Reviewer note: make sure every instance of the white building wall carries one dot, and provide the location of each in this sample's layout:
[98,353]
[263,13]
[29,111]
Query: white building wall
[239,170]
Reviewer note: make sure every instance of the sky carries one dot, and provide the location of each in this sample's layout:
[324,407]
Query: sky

================

§ **ASSIGNED TASK**: Copy every line of the records word for word.

§ **SOLUTION**:
Reviewer note: make sure every instance of the white building wall carries one dot, and provide the location of each in this sample's layout:
[98,353]
[263,13]
[29,111]
Query: white building wall
[239,170]
Reviewer note: make sure every instance of the sky carries one dot, and provide the location of each in this sample's layout:
[324,407]
Query: sky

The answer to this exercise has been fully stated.